§ **GIVEN TEXT**
====

British activist (c. 1854 – 1917)

John Edward Williams (c. 1854 – 1917) was a British socialist activist.

Born in Holloway, north of London, Williams grew up in various workhouses. In the early 1870s, he became very active in the Irish nationalist movement, and became known for his anti-capitalism. This led him to join the Rose Street Club. Then he was a founding member of the Democratic Federation, later renamed the Social Democratic Federation (SDF).

Within the SDF, Williams was a prominent supporter of its leader, H. M. Hyndman. He campaigned for free speech and, as a result, was twice imprisoned. At the 1885 general election, he stood for the party in Hampstead, but took only 27 votes. It was later revealed that the SDF candidacies at the election had been paid for by Maltman Barry, a Conservative Party agent who hoped they would split the "progressive" vote.

Williams was elected to the executive council of the SDF on several occasions (in 1884, 1895, and 1896), but devoted much of his time to organising unemployed workers and making speeches on street corners. He was also a supporter of the new unionism, but struggled to find work and so was not centrally involved in the trade union movement.

Williams stood for parliament a second time at the 1906 general election in Northampton. He took 11.7 per cent of the votes cast, but was not elected. He retired in 1912. His health deteriorated, in part due to his earlier prison sentences, and he died in 1917.

====

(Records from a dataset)

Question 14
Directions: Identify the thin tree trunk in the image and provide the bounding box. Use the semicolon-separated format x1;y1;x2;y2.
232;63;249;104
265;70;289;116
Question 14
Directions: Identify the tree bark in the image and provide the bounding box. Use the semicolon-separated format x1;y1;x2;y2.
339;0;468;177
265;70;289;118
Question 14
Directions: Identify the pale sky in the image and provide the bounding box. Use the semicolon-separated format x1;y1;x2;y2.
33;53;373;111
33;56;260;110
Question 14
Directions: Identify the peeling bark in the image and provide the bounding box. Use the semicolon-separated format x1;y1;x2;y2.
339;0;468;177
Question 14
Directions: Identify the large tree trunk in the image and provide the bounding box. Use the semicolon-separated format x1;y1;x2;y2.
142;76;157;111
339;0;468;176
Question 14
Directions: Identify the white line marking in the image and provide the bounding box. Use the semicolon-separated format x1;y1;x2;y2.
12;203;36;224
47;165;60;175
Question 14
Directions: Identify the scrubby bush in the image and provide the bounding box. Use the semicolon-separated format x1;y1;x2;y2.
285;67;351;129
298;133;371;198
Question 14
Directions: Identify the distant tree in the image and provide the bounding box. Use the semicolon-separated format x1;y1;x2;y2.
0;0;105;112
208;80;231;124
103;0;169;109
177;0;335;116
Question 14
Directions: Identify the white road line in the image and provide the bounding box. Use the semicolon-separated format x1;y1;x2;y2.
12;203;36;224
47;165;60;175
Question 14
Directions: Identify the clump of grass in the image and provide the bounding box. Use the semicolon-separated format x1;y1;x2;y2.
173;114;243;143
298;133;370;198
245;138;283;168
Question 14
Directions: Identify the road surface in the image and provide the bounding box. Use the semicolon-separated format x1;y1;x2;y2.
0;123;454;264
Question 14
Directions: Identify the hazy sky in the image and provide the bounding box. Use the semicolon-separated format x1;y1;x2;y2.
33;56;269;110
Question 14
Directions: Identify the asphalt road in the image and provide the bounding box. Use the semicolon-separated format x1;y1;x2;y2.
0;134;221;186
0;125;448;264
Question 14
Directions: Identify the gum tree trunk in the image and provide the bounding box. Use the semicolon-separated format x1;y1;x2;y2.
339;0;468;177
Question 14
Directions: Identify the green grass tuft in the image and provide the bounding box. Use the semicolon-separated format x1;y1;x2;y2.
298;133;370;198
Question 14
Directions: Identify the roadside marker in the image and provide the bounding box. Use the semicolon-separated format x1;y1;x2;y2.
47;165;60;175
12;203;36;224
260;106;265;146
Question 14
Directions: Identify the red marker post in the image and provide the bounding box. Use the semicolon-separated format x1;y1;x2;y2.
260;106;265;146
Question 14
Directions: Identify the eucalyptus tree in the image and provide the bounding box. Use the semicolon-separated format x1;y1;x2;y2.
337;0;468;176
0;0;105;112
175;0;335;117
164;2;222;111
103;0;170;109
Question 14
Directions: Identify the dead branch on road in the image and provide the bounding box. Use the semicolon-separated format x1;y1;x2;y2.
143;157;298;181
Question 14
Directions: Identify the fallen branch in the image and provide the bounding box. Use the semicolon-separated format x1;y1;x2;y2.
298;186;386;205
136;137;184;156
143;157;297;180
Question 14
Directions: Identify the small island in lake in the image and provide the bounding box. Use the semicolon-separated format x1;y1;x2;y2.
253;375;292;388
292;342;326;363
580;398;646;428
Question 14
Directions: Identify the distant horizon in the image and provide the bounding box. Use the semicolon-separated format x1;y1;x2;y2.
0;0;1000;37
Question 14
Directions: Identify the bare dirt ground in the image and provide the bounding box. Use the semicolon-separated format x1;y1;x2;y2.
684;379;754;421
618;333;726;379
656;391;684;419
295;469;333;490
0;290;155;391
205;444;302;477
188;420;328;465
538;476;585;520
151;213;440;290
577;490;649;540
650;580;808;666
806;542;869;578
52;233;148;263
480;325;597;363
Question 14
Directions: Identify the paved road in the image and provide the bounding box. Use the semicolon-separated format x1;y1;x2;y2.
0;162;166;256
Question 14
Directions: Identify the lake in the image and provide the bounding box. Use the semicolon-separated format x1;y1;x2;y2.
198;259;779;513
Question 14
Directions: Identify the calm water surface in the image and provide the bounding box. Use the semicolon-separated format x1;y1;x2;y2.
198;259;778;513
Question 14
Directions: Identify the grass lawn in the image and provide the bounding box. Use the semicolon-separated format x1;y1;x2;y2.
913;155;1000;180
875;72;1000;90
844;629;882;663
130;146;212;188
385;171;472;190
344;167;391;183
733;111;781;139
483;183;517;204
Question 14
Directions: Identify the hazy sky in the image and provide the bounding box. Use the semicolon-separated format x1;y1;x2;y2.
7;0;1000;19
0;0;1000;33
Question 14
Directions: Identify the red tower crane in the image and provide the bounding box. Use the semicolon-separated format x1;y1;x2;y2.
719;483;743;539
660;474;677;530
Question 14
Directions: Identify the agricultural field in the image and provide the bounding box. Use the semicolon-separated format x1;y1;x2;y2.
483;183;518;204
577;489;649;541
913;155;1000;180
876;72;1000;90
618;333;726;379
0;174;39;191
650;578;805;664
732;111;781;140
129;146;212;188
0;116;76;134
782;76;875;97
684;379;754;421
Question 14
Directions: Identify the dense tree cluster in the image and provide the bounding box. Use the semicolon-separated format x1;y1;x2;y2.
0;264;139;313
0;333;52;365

====

§ **REQUIRED ACTION**
Print the passage of the John Edward Williams biography from "Within the SDF, Williams" through "trade union movement." exactly as it appears.

§ **RESULT FOR THIS TASK**
Within the SDF, Williams was a prominent supporter of its leader, H. M. Hyndman. He campaigned for free speech and, as a result, was twice imprisoned. At the 1885 general election, he stood for the party in Hampstead, but took only 27 votes. It was later revealed that the SDF candidacies at the election had been paid for by Maltman Barry, a Conservative Party agent who hoped they would split the "progressive" vote.

Williams was elected to the executive council of the SDF on several occasions (in 1884, 1895, and 1896), but devoted much of his time to organising unemployed workers and making speeches on street corners. He was also a supporter of the new unionism, but struggled to find work and so was not centrally involved in the trade union movement.